→ **Exercise set**
A – In the article about North Dakota's nurse staffing order, who asked for the decision that lets nurses who tested positive keep working?
B – Carry on the article about North Dakota's nurse staffing order, picking up after its final sentence.

→ **Selected extract**
════════════════════
In a desperate bid to avoid staff shortages amidst the crisis, the North Dakota government has issued an order that allows nurses who have tested positive for the virus to continue working if they exhibit an asymptomatic condition.

This decision came at the request of hospital administrators, who are terrified by the prospect of losing staff during a dire health emergency which is growing worse by the day.

The extreme decision is recommended by the Strategies to Mitigate Healthcare Personnel Staffing Shortages update on July 17, issued by the Centers for Disease Control and Prevention (CDC). Allowing sick nurses to work is considered a “crisis capacity strategy” for workers who are “well enough and willing,” and is considered a last-ditch effort to maintain adequate staffing, highlighting the severity of the situation in North Dakota

In order to prevent transmission by infected health care personnel, the CDC recommends that they be given the opportunity to conduct telework first. If conditions require them to work on site then they should only interact with infected patients and should be prohibited from contact with immunocompromised patients. CDC guidelines recommend that infected health care workers should only interact with infected patients if necessary, and working with non-infected patients is a “last resort.”
════════════════════
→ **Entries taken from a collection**
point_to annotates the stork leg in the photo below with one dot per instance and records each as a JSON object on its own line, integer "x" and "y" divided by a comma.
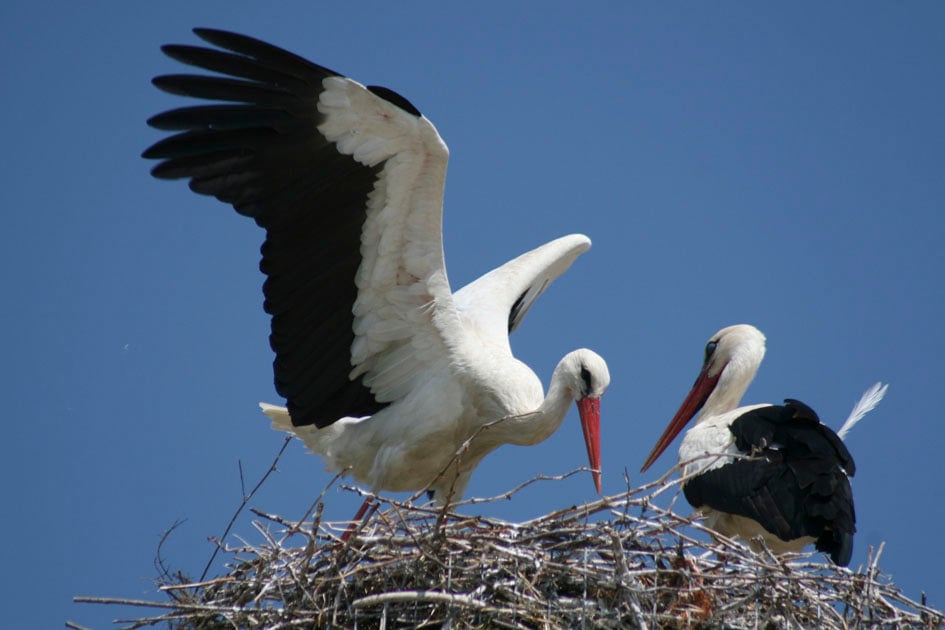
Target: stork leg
{"x": 359, "y": 518}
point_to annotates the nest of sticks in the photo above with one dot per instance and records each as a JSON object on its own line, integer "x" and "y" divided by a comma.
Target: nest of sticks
{"x": 618, "y": 562}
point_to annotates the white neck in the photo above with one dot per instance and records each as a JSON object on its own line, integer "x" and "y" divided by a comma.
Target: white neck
{"x": 536, "y": 426}
{"x": 737, "y": 375}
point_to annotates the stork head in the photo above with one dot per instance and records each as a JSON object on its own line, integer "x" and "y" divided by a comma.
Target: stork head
{"x": 732, "y": 357}
{"x": 589, "y": 378}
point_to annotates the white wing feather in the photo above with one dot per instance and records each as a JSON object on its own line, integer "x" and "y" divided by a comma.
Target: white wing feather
{"x": 402, "y": 277}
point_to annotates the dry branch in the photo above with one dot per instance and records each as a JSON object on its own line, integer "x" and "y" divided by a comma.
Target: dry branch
{"x": 618, "y": 562}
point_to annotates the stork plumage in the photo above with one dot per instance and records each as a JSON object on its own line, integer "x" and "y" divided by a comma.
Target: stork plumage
{"x": 773, "y": 471}
{"x": 387, "y": 373}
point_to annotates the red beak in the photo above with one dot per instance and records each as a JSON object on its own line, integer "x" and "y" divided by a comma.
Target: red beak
{"x": 691, "y": 405}
{"x": 589, "y": 408}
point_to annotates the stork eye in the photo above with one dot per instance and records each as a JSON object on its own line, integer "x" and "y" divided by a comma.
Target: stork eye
{"x": 710, "y": 350}
{"x": 586, "y": 377}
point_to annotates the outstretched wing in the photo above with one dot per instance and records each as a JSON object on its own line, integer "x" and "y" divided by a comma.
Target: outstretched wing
{"x": 347, "y": 181}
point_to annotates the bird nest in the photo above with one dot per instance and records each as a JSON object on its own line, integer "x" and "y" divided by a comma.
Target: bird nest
{"x": 618, "y": 562}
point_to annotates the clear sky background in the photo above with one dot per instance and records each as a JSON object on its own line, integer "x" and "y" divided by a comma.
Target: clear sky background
{"x": 777, "y": 165}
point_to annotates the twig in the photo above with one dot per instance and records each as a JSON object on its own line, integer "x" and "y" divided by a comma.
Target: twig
{"x": 246, "y": 499}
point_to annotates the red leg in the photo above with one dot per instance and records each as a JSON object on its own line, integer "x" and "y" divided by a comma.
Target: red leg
{"x": 356, "y": 521}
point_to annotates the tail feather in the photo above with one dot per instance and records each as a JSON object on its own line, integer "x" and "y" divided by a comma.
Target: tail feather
{"x": 867, "y": 403}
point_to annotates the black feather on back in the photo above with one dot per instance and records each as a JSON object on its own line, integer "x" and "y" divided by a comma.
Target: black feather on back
{"x": 795, "y": 484}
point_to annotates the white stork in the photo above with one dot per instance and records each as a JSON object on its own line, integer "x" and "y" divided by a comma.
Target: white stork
{"x": 772, "y": 471}
{"x": 387, "y": 373}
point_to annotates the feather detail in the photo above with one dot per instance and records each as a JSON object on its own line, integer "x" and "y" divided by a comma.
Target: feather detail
{"x": 867, "y": 403}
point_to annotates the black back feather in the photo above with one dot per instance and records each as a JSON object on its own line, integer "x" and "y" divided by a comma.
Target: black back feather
{"x": 796, "y": 484}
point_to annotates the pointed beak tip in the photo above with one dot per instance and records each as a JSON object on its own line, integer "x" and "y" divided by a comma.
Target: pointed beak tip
{"x": 590, "y": 423}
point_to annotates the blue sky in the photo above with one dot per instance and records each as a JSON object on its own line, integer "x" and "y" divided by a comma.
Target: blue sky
{"x": 775, "y": 165}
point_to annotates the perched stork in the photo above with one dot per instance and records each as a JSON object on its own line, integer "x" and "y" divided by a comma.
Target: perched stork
{"x": 772, "y": 471}
{"x": 387, "y": 373}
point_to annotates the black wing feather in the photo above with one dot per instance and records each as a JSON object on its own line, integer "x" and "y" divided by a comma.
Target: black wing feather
{"x": 259, "y": 149}
{"x": 797, "y": 485}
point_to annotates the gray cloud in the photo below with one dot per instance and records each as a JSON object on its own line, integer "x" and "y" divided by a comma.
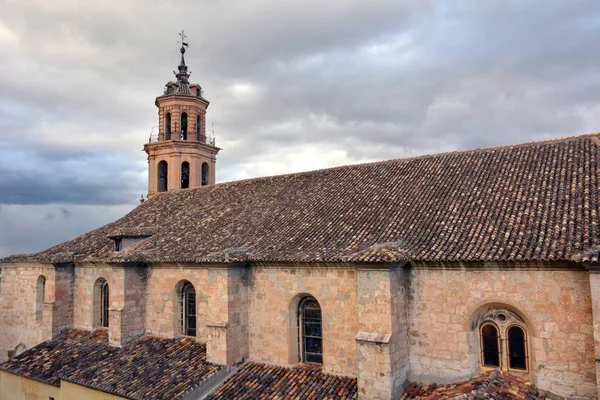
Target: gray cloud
{"x": 293, "y": 85}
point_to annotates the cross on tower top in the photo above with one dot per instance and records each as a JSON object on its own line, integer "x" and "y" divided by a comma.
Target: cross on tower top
{"x": 183, "y": 37}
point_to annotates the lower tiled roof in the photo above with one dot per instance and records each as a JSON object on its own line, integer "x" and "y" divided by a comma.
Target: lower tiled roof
{"x": 491, "y": 385}
{"x": 148, "y": 368}
{"x": 72, "y": 349}
{"x": 267, "y": 382}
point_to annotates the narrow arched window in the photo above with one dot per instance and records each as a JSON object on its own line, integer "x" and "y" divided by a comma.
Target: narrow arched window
{"x": 205, "y": 174}
{"x": 198, "y": 128}
{"x": 168, "y": 126}
{"x": 185, "y": 175}
{"x": 163, "y": 173}
{"x": 40, "y": 293}
{"x": 310, "y": 331}
{"x": 101, "y": 303}
{"x": 517, "y": 348}
{"x": 490, "y": 346}
{"x": 104, "y": 302}
{"x": 183, "y": 126}
{"x": 188, "y": 309}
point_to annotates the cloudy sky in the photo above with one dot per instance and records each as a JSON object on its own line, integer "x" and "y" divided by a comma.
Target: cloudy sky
{"x": 293, "y": 85}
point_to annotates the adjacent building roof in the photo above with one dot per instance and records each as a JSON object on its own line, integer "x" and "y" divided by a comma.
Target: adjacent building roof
{"x": 535, "y": 201}
{"x": 491, "y": 385}
{"x": 148, "y": 368}
{"x": 268, "y": 382}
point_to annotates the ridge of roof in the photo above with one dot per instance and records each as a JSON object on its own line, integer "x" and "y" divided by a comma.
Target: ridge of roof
{"x": 449, "y": 153}
{"x": 489, "y": 204}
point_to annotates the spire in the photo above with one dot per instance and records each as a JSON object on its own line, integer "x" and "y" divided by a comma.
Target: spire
{"x": 183, "y": 75}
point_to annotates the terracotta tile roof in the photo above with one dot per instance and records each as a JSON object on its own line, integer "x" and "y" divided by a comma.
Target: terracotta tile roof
{"x": 535, "y": 201}
{"x": 492, "y": 385}
{"x": 148, "y": 368}
{"x": 255, "y": 381}
{"x": 74, "y": 349}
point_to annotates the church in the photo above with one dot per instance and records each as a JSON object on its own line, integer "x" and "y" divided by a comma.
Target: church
{"x": 342, "y": 283}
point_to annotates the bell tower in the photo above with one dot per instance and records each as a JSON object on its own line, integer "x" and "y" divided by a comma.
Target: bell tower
{"x": 181, "y": 155}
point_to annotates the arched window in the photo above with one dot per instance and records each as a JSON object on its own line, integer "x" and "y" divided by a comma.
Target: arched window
{"x": 101, "y": 303}
{"x": 490, "y": 346}
{"x": 503, "y": 337}
{"x": 198, "y": 128}
{"x": 517, "y": 348}
{"x": 183, "y": 126}
{"x": 185, "y": 175}
{"x": 205, "y": 174}
{"x": 168, "y": 126}
{"x": 187, "y": 300}
{"x": 163, "y": 174}
{"x": 310, "y": 332}
{"x": 40, "y": 293}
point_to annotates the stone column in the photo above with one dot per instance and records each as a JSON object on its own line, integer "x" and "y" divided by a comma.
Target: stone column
{"x": 382, "y": 342}
{"x": 595, "y": 292}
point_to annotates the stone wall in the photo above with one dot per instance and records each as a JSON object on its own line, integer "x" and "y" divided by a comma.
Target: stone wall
{"x": 274, "y": 294}
{"x": 382, "y": 325}
{"x": 133, "y": 316}
{"x": 555, "y": 304}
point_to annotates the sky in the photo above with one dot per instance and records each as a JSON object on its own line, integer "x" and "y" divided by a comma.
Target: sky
{"x": 293, "y": 86}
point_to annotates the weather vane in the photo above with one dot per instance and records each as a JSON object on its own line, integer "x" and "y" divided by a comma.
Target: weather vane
{"x": 183, "y": 37}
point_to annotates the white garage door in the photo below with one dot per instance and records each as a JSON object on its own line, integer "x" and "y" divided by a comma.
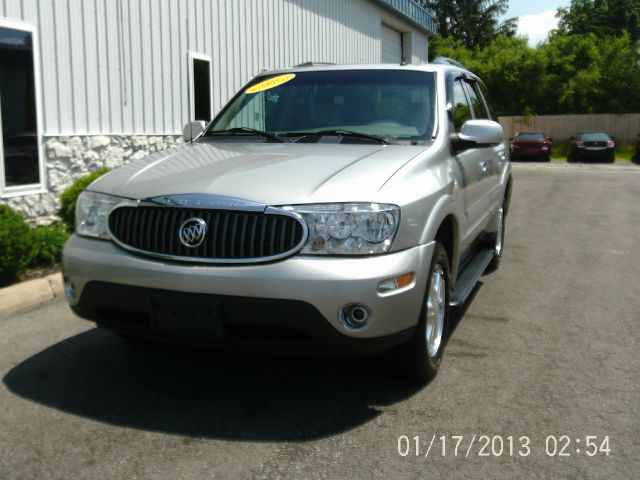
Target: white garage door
{"x": 391, "y": 42}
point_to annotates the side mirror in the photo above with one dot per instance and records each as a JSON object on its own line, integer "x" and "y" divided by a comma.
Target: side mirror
{"x": 481, "y": 132}
{"x": 192, "y": 130}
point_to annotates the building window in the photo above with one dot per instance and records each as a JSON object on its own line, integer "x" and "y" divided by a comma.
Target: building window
{"x": 20, "y": 159}
{"x": 201, "y": 104}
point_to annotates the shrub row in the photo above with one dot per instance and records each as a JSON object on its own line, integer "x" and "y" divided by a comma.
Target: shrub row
{"x": 22, "y": 247}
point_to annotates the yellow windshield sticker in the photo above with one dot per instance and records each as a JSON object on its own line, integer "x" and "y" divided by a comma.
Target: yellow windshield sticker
{"x": 271, "y": 83}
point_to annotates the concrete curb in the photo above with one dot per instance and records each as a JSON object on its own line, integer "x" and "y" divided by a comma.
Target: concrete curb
{"x": 28, "y": 294}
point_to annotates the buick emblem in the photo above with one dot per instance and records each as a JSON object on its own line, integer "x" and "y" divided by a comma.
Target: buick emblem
{"x": 192, "y": 232}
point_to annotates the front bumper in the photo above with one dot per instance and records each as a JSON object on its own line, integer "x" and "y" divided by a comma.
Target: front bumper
{"x": 312, "y": 290}
{"x": 594, "y": 152}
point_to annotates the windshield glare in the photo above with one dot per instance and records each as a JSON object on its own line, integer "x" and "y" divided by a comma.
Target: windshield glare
{"x": 390, "y": 104}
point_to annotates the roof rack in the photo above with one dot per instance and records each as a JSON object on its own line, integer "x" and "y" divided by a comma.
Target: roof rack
{"x": 447, "y": 61}
{"x": 313, "y": 64}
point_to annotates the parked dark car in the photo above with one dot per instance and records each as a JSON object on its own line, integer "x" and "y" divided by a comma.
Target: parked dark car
{"x": 531, "y": 146}
{"x": 593, "y": 146}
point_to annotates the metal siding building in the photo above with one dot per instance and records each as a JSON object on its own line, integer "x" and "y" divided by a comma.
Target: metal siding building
{"x": 122, "y": 69}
════════════════════
→ **Solved tasks**
A – Hospital administrators

B –
The CDC also notes that infected health care workers can still transmit the virus to coworkers, and provisions should be made to distance infected workers from other staff. This will be a difficult task for hospitals and it is likely that infected workers will transmit the virus to their coworkers even with precautionary measures taken.

North Dakota has progressed to the stage of allowing infected workers to care for infected patients in hospitals and nursing homes already.

Regardless of whether keeping infected workers on the job can be done safely, it is clear that the necessity to do so is the product of negligent health policies pursued by Governor Burgum.

The first-term Republican governor has refused to issue a mask mandate for the state, opting instead to merely encourage residents to wear them. The developing crisis has since tempered Burgum’s opposition to mask requirements somewhat, with the governor saying he was open to allowing local ordinances on the issue.

The urban centers of Bismarck, Grand Forks, Williston and Fargo have passed local mask mandates in response to the pandemic, but most of the mask mandates around the state carry no punishment for failing to comply.

The most that Burgum has done was raising the risk level in all North Dakota counties to “high risk.” This comes with recommendations that all restaurants, bars and event venues operate at 25 percent capacity. Throughout the entire pandemic Burgum has never once raised a risk level to “critical,” which would require the closure of businesses and a mandatory stay-at-home order.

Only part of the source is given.